» Task instructions
Look through the entries below and report how many lines hold the string "positive". Only the number is wanted.

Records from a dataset
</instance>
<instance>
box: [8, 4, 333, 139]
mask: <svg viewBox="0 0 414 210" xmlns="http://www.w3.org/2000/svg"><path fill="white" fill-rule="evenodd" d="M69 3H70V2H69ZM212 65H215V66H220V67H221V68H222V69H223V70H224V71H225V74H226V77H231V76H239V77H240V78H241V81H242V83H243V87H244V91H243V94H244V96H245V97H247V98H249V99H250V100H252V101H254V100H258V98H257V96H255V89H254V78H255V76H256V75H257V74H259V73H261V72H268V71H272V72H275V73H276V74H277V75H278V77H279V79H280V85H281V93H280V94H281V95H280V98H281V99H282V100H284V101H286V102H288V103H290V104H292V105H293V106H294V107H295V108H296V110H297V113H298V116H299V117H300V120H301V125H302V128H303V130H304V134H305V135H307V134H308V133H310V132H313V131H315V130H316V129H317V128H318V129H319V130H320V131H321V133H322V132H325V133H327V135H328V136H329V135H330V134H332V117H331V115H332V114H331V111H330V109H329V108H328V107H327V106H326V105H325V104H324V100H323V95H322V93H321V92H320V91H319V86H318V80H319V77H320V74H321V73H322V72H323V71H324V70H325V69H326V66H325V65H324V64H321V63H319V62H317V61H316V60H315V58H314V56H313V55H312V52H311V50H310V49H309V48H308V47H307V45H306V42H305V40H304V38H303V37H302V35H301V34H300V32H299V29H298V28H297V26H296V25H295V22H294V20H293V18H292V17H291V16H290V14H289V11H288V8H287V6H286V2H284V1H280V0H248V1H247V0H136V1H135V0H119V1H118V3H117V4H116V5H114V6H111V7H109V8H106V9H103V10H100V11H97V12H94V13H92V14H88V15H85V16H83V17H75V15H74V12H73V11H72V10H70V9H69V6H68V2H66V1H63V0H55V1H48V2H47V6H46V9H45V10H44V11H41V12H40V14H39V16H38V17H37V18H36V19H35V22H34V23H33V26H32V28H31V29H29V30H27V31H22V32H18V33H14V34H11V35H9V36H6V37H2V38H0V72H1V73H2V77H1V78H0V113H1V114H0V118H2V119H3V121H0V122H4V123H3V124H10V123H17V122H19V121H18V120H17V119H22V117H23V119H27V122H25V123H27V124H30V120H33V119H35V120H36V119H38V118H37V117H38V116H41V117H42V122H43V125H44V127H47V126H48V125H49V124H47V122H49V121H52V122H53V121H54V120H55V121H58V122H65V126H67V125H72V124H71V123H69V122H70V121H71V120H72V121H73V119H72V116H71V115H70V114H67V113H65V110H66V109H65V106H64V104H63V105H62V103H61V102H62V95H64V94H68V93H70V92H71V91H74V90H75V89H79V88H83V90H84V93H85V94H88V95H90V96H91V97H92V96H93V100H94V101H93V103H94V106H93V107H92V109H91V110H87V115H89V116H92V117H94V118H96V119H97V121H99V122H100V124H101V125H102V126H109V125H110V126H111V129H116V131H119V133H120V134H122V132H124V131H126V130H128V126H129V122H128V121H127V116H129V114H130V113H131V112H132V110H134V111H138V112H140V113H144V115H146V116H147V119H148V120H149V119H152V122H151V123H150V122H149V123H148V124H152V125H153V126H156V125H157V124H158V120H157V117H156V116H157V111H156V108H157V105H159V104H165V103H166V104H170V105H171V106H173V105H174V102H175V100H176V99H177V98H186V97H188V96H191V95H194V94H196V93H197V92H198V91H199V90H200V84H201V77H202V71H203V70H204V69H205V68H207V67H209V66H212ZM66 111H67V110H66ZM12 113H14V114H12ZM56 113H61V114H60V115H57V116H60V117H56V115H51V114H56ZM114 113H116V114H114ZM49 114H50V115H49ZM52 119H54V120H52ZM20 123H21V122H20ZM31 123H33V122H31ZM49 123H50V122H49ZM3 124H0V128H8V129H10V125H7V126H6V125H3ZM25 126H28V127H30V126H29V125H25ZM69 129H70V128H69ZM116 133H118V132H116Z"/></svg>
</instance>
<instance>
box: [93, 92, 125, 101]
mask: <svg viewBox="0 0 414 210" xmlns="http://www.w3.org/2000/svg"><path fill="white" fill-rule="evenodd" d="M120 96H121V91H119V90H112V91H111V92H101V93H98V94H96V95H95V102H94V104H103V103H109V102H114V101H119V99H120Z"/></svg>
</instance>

==

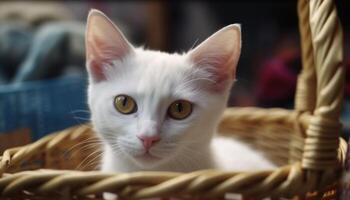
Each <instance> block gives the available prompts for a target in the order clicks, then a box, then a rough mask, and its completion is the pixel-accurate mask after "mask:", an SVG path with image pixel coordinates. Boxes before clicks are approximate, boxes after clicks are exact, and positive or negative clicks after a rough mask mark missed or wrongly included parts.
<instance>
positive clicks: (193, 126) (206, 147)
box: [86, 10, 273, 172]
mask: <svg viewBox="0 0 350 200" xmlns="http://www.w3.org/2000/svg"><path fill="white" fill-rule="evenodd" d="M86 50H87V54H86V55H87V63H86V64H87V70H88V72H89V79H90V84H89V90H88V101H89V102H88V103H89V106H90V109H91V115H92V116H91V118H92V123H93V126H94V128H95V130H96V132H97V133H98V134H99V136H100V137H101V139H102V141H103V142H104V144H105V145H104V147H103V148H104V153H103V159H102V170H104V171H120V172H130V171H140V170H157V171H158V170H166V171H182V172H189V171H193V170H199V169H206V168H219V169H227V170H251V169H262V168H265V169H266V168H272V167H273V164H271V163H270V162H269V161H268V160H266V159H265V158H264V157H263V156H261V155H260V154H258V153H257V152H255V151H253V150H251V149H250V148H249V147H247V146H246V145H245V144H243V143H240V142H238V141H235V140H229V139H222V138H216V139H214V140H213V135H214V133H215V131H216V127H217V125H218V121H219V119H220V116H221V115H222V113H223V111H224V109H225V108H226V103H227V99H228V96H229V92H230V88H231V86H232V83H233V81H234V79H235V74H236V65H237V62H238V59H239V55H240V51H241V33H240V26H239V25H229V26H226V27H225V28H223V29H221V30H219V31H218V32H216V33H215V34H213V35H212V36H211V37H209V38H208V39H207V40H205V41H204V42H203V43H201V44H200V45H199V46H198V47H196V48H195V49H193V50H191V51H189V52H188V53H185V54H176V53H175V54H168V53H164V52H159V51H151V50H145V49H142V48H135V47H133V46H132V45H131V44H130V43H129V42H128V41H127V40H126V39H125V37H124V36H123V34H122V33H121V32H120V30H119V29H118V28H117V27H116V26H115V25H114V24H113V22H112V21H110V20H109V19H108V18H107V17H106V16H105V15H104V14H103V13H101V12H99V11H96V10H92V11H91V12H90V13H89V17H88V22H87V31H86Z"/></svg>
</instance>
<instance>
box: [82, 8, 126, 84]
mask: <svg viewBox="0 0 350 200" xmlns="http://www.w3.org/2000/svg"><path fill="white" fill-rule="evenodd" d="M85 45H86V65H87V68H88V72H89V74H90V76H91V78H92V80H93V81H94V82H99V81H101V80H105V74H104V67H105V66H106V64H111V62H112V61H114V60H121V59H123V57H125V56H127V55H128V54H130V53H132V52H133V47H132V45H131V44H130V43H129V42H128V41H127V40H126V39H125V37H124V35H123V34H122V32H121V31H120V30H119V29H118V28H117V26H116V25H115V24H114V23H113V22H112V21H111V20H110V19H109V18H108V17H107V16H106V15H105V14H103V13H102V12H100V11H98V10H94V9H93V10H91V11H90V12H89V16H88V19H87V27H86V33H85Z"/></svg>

» Problem solution
2